++++ Available records ++++
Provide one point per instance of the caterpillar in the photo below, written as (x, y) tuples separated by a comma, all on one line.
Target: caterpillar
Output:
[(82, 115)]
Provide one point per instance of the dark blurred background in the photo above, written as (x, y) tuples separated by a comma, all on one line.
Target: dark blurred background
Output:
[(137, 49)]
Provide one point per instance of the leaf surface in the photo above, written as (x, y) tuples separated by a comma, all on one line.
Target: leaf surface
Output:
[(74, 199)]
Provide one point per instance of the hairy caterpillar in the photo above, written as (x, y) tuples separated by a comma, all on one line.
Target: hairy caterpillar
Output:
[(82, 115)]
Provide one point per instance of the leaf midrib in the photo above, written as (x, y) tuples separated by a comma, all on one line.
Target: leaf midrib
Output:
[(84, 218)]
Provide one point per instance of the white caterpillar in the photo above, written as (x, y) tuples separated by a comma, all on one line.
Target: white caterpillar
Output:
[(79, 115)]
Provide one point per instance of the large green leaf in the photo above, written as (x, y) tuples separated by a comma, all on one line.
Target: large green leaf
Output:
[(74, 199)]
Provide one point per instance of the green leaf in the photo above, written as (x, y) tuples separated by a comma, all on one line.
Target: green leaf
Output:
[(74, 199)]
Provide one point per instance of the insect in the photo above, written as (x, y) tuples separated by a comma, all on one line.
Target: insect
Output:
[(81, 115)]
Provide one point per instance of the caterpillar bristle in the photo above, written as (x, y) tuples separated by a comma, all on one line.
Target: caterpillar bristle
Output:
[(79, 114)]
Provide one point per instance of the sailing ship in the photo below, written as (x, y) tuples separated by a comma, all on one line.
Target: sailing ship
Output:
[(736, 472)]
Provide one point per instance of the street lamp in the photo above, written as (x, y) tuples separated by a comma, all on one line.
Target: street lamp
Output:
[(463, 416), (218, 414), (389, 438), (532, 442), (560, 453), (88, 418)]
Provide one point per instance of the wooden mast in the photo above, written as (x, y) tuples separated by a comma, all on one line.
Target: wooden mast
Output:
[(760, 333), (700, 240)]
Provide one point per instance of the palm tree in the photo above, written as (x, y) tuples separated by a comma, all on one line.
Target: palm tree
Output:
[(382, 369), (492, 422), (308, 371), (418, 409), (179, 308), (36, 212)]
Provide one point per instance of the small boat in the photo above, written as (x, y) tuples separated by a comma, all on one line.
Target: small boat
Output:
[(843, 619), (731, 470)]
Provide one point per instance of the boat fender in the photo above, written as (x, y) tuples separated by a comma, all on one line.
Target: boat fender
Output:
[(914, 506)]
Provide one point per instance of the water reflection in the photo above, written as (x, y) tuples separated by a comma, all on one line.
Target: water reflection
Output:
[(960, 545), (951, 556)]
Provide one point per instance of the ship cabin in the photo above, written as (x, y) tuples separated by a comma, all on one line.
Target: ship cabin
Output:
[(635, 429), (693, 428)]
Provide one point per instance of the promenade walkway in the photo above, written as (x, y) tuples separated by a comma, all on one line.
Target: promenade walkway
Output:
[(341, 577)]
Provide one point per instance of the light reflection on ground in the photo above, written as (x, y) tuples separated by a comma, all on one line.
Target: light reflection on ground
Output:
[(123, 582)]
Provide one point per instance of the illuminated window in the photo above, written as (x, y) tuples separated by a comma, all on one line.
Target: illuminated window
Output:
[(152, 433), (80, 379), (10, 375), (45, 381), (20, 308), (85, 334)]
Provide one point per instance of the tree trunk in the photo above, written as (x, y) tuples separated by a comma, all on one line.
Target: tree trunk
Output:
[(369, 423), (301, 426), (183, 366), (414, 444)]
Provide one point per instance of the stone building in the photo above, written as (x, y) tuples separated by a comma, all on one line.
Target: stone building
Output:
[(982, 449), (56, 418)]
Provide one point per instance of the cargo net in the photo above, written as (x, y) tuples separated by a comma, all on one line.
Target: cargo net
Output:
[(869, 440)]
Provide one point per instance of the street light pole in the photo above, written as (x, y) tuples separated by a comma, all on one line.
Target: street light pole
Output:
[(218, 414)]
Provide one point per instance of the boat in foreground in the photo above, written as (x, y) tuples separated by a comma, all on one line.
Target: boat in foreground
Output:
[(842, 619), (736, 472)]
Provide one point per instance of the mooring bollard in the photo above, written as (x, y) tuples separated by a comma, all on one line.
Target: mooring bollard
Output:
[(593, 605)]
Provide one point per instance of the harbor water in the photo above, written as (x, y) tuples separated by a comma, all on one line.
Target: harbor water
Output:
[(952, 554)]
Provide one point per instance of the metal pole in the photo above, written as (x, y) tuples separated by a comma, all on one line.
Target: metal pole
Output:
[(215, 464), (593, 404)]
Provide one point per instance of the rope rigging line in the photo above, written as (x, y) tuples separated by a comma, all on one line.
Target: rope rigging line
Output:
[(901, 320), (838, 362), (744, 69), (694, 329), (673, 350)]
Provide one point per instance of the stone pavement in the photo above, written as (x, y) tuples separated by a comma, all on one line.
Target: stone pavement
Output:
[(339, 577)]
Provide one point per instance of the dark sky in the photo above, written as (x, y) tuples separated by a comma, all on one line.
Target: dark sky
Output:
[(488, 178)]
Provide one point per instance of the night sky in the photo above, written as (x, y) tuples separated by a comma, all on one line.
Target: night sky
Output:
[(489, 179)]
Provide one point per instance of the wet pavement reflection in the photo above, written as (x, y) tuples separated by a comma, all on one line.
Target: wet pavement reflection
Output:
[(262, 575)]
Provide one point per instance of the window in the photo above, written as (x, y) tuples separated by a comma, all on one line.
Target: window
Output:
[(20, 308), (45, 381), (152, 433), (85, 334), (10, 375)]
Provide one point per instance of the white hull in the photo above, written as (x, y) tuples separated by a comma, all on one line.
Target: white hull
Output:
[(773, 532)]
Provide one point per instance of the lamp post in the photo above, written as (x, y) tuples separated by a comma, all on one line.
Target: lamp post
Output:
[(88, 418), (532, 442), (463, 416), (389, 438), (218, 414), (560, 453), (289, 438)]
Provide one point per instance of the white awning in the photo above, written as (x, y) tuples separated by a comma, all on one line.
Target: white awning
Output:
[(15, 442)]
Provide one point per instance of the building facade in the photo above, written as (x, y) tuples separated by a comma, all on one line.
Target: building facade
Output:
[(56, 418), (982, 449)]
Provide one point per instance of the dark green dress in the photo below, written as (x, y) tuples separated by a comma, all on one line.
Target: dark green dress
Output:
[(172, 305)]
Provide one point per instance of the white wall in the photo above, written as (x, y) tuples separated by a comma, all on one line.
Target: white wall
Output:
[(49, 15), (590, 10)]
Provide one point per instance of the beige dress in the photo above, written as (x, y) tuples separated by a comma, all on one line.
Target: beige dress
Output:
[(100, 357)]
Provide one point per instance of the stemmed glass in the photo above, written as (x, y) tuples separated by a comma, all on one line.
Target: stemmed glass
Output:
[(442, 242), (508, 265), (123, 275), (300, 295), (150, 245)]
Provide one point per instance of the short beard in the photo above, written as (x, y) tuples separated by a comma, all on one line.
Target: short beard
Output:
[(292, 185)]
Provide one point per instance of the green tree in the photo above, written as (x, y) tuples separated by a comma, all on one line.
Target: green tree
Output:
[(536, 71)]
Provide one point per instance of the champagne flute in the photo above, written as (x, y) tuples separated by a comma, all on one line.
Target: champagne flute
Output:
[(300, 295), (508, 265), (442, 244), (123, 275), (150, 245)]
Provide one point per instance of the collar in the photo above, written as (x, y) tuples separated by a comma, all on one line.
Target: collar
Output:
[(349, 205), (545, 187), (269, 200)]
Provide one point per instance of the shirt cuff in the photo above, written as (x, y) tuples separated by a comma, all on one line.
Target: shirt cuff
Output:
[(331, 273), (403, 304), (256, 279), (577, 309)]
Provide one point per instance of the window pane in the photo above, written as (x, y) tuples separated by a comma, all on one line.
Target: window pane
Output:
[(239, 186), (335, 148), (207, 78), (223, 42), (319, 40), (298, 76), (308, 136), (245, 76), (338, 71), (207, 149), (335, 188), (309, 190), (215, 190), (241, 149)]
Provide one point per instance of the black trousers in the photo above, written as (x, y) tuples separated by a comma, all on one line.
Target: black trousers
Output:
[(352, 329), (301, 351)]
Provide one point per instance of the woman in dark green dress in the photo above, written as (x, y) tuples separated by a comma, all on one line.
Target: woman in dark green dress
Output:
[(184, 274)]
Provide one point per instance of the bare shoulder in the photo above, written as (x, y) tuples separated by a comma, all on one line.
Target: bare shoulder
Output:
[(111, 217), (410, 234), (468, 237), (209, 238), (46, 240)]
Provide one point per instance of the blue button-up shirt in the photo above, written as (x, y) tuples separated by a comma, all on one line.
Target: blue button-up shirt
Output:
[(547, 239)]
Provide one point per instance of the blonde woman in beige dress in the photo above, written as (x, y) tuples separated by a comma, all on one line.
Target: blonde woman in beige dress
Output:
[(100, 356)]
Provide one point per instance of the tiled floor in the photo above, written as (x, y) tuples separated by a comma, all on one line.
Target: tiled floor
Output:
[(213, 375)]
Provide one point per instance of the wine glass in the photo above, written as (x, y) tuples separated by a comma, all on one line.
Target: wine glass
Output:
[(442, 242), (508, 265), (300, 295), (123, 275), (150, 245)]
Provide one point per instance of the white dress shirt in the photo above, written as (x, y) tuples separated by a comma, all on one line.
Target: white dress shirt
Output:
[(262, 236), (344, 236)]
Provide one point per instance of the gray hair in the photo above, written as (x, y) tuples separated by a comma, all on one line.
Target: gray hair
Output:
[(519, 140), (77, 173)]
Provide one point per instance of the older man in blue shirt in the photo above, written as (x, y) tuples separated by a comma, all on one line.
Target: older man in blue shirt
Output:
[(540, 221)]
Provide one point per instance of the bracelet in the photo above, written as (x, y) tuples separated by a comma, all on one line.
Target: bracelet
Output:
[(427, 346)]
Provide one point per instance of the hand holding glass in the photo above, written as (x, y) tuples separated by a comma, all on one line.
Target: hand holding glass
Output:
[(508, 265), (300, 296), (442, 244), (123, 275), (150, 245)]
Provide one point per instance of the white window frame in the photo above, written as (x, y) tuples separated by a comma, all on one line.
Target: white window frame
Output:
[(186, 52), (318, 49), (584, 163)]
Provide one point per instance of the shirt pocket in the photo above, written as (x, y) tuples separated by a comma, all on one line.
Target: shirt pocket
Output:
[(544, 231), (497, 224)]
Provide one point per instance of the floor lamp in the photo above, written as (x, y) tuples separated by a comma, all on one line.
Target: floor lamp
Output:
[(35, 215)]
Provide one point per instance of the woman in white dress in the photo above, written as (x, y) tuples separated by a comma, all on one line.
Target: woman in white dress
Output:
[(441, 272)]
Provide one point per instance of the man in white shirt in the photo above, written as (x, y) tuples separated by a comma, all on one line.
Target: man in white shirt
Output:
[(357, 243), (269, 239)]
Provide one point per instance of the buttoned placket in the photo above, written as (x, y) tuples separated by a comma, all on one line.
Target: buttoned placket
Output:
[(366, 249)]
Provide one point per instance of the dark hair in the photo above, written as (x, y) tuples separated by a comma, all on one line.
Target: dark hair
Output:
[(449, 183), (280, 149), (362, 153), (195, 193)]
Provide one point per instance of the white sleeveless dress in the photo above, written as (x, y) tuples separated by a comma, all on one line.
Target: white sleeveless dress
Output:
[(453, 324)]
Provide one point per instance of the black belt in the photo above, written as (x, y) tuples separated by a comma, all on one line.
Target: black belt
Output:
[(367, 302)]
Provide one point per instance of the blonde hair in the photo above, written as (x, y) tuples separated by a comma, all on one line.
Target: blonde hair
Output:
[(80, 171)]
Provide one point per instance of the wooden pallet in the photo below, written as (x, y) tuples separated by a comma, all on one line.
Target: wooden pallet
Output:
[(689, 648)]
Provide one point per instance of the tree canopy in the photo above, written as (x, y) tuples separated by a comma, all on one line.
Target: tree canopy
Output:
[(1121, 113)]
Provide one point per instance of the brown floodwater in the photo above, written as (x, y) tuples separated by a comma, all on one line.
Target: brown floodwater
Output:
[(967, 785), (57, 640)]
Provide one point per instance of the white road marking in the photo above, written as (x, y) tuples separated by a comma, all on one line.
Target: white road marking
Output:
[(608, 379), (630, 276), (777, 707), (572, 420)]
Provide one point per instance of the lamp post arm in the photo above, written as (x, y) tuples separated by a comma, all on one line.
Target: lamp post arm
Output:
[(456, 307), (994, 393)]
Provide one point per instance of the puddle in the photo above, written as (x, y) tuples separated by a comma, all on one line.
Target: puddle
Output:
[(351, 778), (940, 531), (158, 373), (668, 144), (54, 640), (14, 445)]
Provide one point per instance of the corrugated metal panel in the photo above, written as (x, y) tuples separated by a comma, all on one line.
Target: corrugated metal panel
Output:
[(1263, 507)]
++++
Scale the stretch of the data from the line containing "Provide one point per instance of the bare" through the line containing "[(547, 239)]", giving every line in it again with the text unchanged. The only change is to the answer coordinates: multiply each one by 1.35 and round to a whole number, with halves rounded up.

* _Complete response_:
Provide one point per instance of the bare shoulder in the photo above, written as (x, y) tuples separated by a comma, all on one line.
Target: bare shoulder
Output:
[(150, 293), (554, 316), (632, 320), (282, 321), (62, 324)]
Provide one point per instance of the blue button-up shirt in the photo above, written as (x, y) tuples separated by a comma, all on one line.
Target: blue button-up shirt
Output:
[(738, 323)]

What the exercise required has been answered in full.